SOURCE EXCERPT:
— Start —

Nix-heuristic-gc: A more discerning cousin of nix-collect-garbage

nix-heuristic-gc

A more discerning cousin of nix-collect-garbage, mostly intended as a testbed to allow experimentation with more advanced selection processes.

Developers and users who make use of a lot of packages ephemerally end up with a large nix store full of packages which may or may not be used again in the near future, but aren’t referenced from a GC-root. While nix-collect-garbage’s --max-freed option is handy here, it still selects which paths to delete at random.

nix-heuristic-gc uses a greedy algorithm to prefer deletion of less-recently accessed (or more easily replaceable) store paths.

16 Likes

Nice idea. Do you think it could be possible to integrate it as tightly as nix gc?

nix.gc = {
  automatic = true;
  dates = "weekly";
  options = "--delete-older-than 30d";
};

In its current form, no. As it is, it’s mostly designed for hackability. If someone comes up with a sensible set of heuristics that are straightforward to implement in minimal-dependency c++ (or rust?) perhaps tighter integration could be proposed.

Note that it’s trying to solve a different problem from the --delete-older-than flag. That works with profile generations, all of which I consider to be “not garbage”. Many people barely use profiles at all, and therefore have little better mechanism out-of-the-box than random deletion.

— End —

DATA LISTING:
— Start —

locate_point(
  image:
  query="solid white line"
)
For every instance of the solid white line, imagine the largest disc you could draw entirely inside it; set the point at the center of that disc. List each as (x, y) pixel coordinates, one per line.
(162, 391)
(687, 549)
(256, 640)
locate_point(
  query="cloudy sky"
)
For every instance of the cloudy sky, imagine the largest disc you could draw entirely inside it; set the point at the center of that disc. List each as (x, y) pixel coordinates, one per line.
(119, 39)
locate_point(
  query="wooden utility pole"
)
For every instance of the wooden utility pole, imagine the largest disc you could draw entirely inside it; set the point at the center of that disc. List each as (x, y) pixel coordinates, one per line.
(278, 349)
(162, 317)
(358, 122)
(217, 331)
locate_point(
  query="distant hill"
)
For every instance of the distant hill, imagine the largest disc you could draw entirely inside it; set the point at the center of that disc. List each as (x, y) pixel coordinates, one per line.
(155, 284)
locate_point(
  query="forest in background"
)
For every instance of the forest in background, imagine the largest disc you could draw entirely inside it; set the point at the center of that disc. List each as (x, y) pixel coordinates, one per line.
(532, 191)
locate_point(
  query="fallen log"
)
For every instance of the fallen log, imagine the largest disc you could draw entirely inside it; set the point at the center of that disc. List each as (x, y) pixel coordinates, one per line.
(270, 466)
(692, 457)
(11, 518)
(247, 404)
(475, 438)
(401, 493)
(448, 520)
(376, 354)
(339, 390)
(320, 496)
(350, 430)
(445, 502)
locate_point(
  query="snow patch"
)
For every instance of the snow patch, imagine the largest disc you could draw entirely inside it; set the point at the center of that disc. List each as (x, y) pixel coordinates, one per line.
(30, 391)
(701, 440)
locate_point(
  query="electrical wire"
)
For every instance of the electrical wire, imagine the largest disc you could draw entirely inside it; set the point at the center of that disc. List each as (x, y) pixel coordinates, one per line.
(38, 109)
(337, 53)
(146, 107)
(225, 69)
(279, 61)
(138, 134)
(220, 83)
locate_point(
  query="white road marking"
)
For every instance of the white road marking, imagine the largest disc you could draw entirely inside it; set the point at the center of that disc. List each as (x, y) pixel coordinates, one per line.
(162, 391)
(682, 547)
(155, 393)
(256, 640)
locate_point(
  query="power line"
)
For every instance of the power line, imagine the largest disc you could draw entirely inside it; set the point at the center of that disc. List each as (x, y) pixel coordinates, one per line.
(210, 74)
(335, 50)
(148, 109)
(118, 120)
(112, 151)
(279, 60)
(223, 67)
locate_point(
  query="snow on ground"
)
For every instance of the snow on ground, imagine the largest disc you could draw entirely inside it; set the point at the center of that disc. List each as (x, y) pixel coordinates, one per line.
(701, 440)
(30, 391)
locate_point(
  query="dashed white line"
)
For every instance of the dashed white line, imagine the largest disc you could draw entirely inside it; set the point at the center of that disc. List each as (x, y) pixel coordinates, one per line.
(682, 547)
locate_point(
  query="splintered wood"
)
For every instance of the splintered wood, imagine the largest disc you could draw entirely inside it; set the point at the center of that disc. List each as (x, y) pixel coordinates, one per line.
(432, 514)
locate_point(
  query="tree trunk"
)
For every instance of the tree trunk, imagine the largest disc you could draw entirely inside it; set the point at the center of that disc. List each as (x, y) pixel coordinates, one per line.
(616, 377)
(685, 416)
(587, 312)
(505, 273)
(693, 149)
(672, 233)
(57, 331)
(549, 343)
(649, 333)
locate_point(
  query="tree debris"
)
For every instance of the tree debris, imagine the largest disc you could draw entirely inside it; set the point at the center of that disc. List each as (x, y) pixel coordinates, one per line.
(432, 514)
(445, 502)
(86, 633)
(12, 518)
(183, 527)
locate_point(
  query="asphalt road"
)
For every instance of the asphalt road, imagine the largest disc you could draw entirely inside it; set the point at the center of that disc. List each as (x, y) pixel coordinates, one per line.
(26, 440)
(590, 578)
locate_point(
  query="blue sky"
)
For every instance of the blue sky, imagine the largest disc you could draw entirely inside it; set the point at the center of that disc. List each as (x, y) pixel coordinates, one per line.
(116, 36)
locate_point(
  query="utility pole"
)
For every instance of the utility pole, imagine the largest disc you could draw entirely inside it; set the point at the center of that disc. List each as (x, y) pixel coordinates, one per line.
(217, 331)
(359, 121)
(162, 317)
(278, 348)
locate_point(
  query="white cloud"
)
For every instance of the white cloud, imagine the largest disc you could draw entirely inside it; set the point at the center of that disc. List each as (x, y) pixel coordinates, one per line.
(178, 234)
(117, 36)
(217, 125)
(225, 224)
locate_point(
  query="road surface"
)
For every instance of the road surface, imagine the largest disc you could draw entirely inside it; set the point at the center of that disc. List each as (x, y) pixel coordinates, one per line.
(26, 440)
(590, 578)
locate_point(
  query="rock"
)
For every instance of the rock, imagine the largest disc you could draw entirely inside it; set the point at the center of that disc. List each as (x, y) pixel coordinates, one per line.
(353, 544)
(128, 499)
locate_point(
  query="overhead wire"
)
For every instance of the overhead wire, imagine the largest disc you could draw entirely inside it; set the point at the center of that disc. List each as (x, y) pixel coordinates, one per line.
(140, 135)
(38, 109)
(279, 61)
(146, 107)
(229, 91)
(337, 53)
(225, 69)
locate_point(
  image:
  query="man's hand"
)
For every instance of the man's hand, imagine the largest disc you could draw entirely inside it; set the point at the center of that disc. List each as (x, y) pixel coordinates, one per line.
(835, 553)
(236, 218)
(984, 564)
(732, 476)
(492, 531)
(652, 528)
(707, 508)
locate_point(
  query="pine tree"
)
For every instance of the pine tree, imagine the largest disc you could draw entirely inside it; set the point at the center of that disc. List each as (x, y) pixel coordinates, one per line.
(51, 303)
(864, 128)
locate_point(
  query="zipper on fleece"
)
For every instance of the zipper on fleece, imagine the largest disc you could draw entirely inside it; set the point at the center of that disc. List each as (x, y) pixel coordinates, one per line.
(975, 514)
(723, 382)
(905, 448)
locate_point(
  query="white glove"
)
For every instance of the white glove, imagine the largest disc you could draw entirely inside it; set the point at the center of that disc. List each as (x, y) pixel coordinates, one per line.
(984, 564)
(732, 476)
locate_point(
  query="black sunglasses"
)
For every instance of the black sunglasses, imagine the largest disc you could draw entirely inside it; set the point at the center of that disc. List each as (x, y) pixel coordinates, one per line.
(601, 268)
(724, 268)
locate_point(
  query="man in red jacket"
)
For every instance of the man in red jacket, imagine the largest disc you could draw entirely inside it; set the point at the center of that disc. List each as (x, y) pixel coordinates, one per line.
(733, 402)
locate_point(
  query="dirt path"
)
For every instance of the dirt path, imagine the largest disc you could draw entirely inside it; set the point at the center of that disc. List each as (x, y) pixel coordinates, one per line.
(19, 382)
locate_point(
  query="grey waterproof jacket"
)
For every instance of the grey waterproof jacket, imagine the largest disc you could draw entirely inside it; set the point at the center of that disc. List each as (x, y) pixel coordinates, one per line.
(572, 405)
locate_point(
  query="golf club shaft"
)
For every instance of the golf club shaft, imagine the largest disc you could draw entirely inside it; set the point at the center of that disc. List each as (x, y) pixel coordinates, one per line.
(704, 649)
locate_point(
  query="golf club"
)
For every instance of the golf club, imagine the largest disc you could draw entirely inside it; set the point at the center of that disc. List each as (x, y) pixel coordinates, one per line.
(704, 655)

— End —

TASKS FOR THIS EXERCISE:
[A] In the nix-heuristic-gc thread, how does the --max-freed option of nix-collect-garbage choose which paths to delete?
[B] Repeat the part of the nix-heuristic-gc thread starting with "nix-heuristic-gc uses a" and going on through "tightly as nix gc?".
[C] Write the next part of the nix-heuristic-gc thread, continuing after its final sentence.
The listing comes from a different source than the nix-heuristic-gc thread.

EXERCISE RESULTS:
[A] It chooses them at random.

[B]
nix-heuristic-gc uses a greedy algorithm to prefer deletion of less-recently accessed (or more easily replaceable) store paths.

16 Likes

Nice idea. Do you think it could be possible to integrate it as tightly as nix gc?

[C]
2 Likes

FYI, somewhat related to nix build: options to help with disk space management / out-links for partially built derivations · Issue #7803 · NixOS/nix · GitHub

1 Like

Nice idea, definitely plenty of scope to play around with better logic, but it should be clear that the actual goal is actually deleting less garbage.

A couple of initial thoughts:

  • Consider related versions of the same package. Packages from cache that have other, newer versions installed as not-garbage, are more likely to be real garbage (because they’ve been updated). Packages that have no current equivalent under gc roots are more likely to be things pulled in by other mechanisms: devshells, ad-hoc nix-shell commands, build deps, etc, that may be called on again despite currently dangling.

  • I feel like there’s a struggle here to get good data, which is unsurprising: caveats in the usage notes like reliance on atimes, etc. How much could this be improved with assistance from the nix daemon, using either data already kept in the store db, or with enhancements to track more (like package install times or even tracking that a package has already been downloaded more than once).

I guess the main point for the latter item is that a standalone gc program may not be the best place to experiment, even if it is the easiest and sensible place to start.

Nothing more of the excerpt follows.